--- Text shown ---
The Smithsonian was born in 1846, into the midst of the Industrial Age, when the creation of a national museum was signed into law by President James Polk, funded through a bequest from James Smithson, a wealthy British scientist. Although founded as a base for research and scientific expedition, the Smithsonian set out to catalog and organize the world.

Photography emerged at the same time – a time of inventions, and thirst for knowledge of new peoples and places. Its introduction coincided with an explosion in mechanical and technological advances: steam locomotives, sewing machines, the Colt revolver, as well as the cotton gin and reaper, and Morse’s telegraph patent in 1843.

Photography was new and exciting – a true marvel. Newspapers announced it with enthusiasm. Images of intricate detail were nothing less than astonishing.  Within a very few years of its announcement in 1839, the populace had seen detailed images of the moon, and bacteria photographed from a microscope.

The Smithsonian itself lost no time in applying the new found tool to its own mission–scientific documentation–in archaeology, anthropology, or geography, biology, or physiology. Photography allowed new options in scientific study. No longer was inspection of a direct object critical for study or comparison purposes. The photograph itself became an object of study. Analysis of the photograph exposed the same enhanced detail available in the laboratory. Similarities and differences could be studied to aid classification and cataloging. Information could be shared over time and distance.

American photographers embraced the initial technology, improved the process, and adopted less expensive procedures. As years passed, the technology was no longer reserved for professional scientists. People learned the trade, invested in equipment, packed their wagons, and sought new markets. Roaming peddlers sold family portraits or likenesses of the son who was heading west, or the sweetheart he was leaving behind.

Portraits were no longer exclusive to the wealthy, but affordable to those of moderate income.  Reasonably priced options allowed boys and men going off to the Civil War to leave mementos for mother or sweetheart. As peddlers moved west, they hunted new images – anything exciting and novel to sell to people back home. Far away places were brought to people’s doorsteps; the Grand Canyon, Niagara Falls, American Indians in stunning ceremonial dress.

Postcards

During the second half of the 19th century, and through their heyday before World War I, postcards were abundant, an avenue for photographers to market their work, and for ordinary people to see extraordinary things and places.  As early as the 1850s, both American and European photographers traveled to Africa and the Orient, bringing back images of sights only imagined through the art, literature and popular culture of the Victorian age – Egyptian pyramids, Japanese royalty, the Holy Land, African natives.
---
_Tasks to carry out_
1. In the passage on the Smithsonian and early photography, who signed the creation of a national museum into law in 1846?
2. Copy the passage on the Smithsonian and early photography from "Photography was new" to "time and distance.".
3. Carry on writing the passage on the Smithsonian and early photography, beginning after its last sentence.
--- Record extracts ---
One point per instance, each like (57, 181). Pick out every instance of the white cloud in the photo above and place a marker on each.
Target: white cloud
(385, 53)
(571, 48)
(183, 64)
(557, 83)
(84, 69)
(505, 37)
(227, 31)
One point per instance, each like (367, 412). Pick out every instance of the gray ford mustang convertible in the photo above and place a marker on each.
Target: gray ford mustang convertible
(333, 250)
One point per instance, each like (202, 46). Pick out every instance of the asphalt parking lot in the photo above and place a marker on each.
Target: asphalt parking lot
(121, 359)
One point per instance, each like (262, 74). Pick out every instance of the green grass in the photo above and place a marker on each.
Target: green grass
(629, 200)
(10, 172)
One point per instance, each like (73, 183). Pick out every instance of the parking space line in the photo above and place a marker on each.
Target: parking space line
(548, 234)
---
_Task-by-task answers_
1. President James Polk

2.
Photography was new and exciting – a true marvel. Newspapers announced it with enthusiasm. Images of intricate detail were nothing less than astonishing.  Within a very few years of its announcement in 1839, the populace had seen detailed images of the moon, and bacteria photographed from a microscope.

The Smithsonian itself lost no time in applying the new found tool to its own mission–scientific documentation–in archaeology, anthropology, or geography, biology, or physiology. Photography allowed new options in scientific study. No longer was inspection of a direct object critical for study or comparison purposes. The photograph itself became an object of study. Analysis of the photograph exposed the same enhanced detail available in the laboratory. Similarities and differences could be studied to aid classification and cataloging. Information could be shared over time and distance.

3.
Into West Africa they traveled, through Liberia and Sierra Leone, where the technology was embraced by local entrepreneurs.  Open air studios were assembled; painted backdrops were created showing tropical landscapes, or the architecture and accessories of the wealthy. Patrons were eager to portray themselves as sophisticated, worldly, and important.   Color was added by colorists, people who had never seen, first hand, their subjects.  What was presented was an image easily interpreted as truth, yet in fact influenced by interpretation and imagination.

Family portraits were quickly in high demand. Earliest portraits were stark and formal – a result of the long exposures necessary. As the technology changed, sitting times were less demanding, children would be included in family portraits, and patrons became conscious of their surroundings. Items placed in a photo were intentional, conveying a sense of identity. Portrait attire became indicative of status; books would speak of intellect and education; dress carefully chosen to be fashionable. The rise of the middle class brought leisure time and disposable income, and folks began to travel to see the country’s natural landmarks. Scores of entrepreneurs set up studios at Niagara Falls, posing visitors and selling stunning souvenir photographs on the spot.

The first major photographic project the Smithsonian Institute embarked upon was the documentation of Indian delegations visiting Washington. Prior to this initiative, more than 150 portraits had been painted of visiting Indian dignitaries. A fire in 1865 destroyed the paintings, and accelerated the proposal to implement photography as a method of record keeping. Photography was less expensive, quicker, less susceptible to the interpretation of the artist, and easily reproduced. By 1867, more than three hundred of these photographs were hung in the newly repaired and renovated Smithsonian building in the Institution’s first exhibition of photographs, Photographic Portraits of North American Indians.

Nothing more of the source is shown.